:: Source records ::
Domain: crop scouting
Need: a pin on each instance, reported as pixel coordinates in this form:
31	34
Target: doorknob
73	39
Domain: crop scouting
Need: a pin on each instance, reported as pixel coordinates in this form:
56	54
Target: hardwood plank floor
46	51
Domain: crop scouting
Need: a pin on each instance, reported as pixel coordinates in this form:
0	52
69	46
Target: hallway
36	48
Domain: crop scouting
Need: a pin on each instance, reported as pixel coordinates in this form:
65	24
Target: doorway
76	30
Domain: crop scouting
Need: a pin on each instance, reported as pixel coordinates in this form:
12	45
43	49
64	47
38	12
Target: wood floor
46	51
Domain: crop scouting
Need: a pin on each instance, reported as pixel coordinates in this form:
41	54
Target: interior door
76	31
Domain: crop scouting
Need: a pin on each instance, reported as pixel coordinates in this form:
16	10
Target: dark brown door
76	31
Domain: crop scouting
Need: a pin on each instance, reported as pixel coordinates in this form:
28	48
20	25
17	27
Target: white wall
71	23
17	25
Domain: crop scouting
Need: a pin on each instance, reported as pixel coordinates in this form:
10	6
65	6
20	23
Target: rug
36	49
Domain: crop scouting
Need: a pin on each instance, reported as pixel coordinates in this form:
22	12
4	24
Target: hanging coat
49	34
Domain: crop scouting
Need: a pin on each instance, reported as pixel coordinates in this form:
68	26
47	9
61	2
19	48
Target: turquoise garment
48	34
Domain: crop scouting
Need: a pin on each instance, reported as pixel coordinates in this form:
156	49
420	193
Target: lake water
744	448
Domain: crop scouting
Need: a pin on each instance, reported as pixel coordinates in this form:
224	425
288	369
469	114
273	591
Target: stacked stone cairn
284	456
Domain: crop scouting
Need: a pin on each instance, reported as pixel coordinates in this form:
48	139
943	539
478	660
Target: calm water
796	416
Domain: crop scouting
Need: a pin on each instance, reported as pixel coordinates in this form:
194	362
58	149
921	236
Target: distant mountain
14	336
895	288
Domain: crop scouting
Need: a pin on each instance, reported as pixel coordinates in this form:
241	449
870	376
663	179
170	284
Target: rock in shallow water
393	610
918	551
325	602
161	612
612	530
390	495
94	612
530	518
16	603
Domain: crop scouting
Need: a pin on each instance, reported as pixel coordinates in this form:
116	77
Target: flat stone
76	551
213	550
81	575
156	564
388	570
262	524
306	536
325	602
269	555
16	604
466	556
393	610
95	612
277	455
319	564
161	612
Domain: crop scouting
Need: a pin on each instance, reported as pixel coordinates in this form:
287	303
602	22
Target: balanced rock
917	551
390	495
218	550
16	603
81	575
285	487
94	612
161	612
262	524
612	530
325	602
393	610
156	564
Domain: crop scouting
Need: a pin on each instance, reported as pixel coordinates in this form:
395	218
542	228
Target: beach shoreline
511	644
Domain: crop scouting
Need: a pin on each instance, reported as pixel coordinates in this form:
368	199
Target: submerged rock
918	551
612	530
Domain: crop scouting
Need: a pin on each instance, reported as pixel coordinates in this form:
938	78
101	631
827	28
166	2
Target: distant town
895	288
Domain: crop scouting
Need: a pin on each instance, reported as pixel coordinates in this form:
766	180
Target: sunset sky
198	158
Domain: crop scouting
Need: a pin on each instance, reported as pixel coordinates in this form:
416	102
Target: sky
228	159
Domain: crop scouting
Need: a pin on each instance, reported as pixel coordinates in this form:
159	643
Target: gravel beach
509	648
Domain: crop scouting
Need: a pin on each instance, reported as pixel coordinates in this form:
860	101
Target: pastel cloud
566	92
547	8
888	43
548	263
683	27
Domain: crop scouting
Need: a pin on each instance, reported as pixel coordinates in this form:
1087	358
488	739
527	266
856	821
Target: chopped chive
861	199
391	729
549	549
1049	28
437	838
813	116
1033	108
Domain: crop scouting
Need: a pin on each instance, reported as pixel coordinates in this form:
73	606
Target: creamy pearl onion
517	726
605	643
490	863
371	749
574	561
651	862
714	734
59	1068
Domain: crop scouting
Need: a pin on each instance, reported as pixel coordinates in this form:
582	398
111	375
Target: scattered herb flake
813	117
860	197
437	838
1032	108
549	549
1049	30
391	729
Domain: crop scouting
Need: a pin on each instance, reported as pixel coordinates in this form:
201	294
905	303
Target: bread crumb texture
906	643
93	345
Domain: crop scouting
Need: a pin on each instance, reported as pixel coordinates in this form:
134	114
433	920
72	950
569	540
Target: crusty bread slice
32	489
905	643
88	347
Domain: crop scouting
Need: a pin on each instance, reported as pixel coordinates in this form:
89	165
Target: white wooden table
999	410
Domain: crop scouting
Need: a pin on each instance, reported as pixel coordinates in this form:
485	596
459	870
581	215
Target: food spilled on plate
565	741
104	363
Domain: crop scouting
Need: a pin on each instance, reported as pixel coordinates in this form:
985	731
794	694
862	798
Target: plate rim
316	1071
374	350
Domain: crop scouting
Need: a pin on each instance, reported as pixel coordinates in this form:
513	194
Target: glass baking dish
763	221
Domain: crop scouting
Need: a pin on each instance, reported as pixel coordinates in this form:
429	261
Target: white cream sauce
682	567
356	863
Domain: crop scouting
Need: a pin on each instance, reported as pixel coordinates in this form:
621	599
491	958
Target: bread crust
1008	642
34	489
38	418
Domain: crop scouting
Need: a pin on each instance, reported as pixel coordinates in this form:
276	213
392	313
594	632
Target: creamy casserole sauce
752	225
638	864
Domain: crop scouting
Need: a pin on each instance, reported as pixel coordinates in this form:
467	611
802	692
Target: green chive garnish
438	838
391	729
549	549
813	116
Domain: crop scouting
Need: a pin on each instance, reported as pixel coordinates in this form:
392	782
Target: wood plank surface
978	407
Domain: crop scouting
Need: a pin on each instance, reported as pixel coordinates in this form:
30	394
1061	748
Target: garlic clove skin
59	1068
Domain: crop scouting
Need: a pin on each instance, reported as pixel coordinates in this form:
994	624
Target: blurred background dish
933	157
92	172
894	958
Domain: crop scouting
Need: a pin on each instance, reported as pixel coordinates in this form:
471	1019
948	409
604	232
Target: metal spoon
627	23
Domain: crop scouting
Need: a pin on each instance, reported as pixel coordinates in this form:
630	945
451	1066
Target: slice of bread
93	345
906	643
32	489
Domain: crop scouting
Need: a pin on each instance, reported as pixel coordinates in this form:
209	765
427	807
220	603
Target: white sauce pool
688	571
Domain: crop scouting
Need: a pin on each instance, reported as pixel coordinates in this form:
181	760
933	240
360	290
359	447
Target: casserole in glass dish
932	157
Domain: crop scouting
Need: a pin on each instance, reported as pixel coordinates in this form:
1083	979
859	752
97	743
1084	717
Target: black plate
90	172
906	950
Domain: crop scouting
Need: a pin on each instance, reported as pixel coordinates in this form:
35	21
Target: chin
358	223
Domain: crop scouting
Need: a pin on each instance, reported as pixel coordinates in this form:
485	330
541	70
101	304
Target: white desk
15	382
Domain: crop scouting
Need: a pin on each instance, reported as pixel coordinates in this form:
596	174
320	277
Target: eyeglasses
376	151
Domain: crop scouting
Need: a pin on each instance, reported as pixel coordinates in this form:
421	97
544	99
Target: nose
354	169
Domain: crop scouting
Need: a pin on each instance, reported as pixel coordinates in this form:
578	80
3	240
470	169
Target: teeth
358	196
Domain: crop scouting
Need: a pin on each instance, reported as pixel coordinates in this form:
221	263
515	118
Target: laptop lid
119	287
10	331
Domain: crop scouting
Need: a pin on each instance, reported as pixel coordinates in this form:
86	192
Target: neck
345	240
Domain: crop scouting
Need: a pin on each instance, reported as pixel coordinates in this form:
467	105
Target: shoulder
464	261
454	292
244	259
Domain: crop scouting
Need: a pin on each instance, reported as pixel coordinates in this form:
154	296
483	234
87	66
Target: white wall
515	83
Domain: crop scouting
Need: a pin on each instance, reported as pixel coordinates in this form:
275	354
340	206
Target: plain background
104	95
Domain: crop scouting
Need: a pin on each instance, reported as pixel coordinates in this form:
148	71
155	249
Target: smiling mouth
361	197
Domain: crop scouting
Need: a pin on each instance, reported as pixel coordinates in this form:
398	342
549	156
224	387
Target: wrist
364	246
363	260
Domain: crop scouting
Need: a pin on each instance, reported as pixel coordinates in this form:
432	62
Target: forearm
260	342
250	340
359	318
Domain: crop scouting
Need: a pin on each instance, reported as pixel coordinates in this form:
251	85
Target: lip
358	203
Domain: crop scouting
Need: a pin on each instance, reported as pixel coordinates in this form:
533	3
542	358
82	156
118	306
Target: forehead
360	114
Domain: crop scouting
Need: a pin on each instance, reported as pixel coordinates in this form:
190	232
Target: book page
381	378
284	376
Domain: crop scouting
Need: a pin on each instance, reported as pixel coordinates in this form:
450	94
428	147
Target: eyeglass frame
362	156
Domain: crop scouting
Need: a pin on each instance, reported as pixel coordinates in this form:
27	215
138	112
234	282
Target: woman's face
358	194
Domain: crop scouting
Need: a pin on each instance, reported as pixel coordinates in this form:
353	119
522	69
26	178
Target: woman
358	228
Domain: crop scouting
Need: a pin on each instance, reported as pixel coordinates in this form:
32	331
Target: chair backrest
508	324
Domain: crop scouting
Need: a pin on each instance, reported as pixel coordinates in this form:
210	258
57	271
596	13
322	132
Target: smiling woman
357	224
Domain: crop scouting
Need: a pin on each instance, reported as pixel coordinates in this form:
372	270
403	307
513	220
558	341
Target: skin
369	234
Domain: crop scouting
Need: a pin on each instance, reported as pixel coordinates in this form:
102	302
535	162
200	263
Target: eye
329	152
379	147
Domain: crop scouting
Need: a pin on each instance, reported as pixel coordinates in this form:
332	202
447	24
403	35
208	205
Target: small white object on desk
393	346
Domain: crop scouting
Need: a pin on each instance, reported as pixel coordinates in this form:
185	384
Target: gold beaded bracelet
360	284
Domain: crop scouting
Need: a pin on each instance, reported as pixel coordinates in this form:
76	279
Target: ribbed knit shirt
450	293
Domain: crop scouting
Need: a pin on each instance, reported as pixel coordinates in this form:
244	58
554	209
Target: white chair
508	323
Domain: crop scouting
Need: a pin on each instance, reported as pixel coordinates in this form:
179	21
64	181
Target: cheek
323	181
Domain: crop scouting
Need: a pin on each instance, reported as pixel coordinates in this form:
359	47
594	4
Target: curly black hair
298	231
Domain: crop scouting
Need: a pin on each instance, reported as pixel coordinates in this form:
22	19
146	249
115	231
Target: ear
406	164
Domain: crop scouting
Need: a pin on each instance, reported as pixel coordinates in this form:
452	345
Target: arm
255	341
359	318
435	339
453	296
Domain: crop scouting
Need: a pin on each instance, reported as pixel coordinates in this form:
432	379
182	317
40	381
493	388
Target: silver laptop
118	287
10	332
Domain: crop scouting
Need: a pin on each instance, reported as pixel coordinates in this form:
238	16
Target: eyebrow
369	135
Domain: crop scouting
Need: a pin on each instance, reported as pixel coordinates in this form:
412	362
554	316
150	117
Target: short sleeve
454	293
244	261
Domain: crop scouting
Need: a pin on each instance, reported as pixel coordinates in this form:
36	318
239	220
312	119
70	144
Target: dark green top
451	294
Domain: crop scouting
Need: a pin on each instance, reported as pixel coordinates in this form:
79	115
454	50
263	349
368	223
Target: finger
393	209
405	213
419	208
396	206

:: What you have to do ::
Show each line of the source records above that contains the word "plank".

:: Task solution ::
Target: hardwood plank floor
Target: wood plank surface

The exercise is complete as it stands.